Raw data
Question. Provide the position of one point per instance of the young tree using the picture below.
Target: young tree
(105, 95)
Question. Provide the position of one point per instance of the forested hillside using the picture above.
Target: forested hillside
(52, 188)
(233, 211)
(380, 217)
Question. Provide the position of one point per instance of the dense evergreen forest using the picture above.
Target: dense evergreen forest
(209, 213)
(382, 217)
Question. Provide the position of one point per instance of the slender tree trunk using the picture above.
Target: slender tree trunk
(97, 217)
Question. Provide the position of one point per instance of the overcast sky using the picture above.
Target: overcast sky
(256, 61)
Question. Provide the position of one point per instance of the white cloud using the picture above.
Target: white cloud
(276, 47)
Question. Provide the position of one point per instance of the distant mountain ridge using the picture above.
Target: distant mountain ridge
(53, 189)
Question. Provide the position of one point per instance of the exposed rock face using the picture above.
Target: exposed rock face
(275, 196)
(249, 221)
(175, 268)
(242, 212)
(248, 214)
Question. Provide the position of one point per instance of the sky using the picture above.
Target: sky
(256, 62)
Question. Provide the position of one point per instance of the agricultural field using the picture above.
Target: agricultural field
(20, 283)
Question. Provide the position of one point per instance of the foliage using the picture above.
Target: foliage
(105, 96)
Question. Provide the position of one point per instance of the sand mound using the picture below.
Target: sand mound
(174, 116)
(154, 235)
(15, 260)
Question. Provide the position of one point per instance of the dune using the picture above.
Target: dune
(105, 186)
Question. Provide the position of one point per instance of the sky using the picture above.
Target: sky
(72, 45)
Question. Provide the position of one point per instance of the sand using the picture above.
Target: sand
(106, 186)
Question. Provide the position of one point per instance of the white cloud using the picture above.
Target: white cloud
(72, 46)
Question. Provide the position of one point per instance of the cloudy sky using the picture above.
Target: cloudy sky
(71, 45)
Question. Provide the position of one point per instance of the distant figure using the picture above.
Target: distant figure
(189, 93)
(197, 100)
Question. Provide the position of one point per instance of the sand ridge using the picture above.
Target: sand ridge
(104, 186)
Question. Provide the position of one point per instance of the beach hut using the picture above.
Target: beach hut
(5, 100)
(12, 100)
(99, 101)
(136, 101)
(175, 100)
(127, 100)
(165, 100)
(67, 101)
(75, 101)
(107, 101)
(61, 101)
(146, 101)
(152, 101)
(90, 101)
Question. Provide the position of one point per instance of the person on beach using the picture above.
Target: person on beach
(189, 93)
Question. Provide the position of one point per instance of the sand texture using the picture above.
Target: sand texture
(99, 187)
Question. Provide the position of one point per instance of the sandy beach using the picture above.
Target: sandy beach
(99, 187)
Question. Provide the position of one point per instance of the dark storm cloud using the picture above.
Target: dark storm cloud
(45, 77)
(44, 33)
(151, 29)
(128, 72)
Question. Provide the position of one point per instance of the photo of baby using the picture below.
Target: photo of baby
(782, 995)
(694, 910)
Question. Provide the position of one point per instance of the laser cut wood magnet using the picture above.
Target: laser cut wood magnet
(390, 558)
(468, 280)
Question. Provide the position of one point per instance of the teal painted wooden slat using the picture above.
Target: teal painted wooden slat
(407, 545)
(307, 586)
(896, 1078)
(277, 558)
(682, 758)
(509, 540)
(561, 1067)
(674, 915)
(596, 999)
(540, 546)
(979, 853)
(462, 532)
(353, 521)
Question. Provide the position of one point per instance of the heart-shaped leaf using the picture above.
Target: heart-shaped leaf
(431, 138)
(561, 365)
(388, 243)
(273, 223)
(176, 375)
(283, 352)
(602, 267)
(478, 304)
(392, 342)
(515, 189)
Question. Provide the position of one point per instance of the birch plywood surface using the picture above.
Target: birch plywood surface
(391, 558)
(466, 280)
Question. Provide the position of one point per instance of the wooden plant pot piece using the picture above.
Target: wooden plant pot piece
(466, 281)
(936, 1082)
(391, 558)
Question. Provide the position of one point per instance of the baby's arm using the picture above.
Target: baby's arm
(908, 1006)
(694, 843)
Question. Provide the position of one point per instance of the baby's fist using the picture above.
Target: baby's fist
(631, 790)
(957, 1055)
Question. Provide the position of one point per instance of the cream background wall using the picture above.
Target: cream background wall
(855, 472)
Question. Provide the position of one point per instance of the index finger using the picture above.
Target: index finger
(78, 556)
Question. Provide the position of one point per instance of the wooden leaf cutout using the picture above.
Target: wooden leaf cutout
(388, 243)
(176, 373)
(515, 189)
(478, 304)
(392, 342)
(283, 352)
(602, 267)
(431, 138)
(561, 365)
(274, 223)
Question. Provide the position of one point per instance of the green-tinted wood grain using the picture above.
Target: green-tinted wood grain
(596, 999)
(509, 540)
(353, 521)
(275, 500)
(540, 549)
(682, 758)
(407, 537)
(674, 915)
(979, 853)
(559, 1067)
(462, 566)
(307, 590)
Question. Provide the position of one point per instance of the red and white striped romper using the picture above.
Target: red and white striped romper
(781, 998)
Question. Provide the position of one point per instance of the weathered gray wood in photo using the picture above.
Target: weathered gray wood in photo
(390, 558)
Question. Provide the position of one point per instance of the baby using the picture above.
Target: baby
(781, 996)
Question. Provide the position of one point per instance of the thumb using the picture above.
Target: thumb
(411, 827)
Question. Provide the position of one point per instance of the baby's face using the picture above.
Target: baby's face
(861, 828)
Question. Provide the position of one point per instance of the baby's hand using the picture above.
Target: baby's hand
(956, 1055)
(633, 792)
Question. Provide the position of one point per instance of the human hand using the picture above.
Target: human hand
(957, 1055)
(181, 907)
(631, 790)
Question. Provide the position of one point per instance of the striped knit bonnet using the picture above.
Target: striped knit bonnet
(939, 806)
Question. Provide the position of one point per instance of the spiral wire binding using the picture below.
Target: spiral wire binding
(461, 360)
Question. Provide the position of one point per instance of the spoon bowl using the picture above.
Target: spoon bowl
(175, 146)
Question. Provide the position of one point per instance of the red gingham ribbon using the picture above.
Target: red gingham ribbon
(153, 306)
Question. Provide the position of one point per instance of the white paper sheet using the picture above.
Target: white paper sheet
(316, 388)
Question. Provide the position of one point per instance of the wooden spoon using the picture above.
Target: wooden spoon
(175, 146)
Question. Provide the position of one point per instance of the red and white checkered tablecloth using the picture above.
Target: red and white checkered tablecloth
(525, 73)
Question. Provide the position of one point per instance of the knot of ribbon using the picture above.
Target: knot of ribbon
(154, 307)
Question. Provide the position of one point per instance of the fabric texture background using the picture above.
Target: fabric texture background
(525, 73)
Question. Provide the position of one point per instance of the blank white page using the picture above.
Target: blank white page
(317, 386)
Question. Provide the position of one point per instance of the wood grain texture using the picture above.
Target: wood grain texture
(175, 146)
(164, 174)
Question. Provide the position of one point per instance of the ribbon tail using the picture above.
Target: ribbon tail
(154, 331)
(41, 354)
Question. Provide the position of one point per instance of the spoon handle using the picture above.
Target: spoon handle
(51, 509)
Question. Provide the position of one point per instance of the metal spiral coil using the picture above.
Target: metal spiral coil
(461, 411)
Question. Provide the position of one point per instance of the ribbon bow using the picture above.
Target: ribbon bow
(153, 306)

Try it
I'd like the lines above from the one with "Target: baby's arm" up to and including the one with "baby's hand using the picture above." copied exactly, with no other lines.

Result of this task
Target: baby's arm
(908, 1006)
(694, 843)
Question. Provide the position of one point per instance of the baby's fist using the picture above.
Target: baby's fist
(631, 790)
(957, 1055)
Question. Provide the position of one point per instance of the cream background wall using the picture above.
Target: cream background wall
(855, 472)
Question. Provide the position of one point per instance of the index finger using the picture above.
Target: index finger
(78, 556)
Question. Provide the position of one point per instance of the wooden leaf cutout using the picture above.
Target: wooden leaf cutout
(388, 243)
(176, 373)
(515, 189)
(478, 304)
(392, 342)
(283, 352)
(602, 267)
(431, 138)
(561, 365)
(274, 223)
Question. Provide the position of one point per instance of the green-tinted wood grain using the picture above.
Target: green-tinted wood grain
(596, 999)
(509, 540)
(353, 521)
(275, 500)
(540, 549)
(682, 758)
(407, 537)
(674, 915)
(979, 853)
(559, 1067)
(462, 566)
(307, 590)
Question. Provide the position of one point per instance of the red and white striped romper using the picture above.
Target: red and white striped romper
(781, 998)
Question. Provide the position of one point per instance of the weathered gray wood in photo using the picture above.
Target: weathered gray wood in photo
(390, 558)
Question. Provide the position of one point per instance of the baby using the picture above.
Target: baby
(781, 996)
Question. Provide the position of one point per instance of the thumb using the picture above.
Target: thumb
(411, 827)
Question. Provide the position of one point per instance of the baby's face using the picture above.
Target: baby's face
(861, 828)
Question. Provide the position of one point per instance of the baby's hand using the picture above.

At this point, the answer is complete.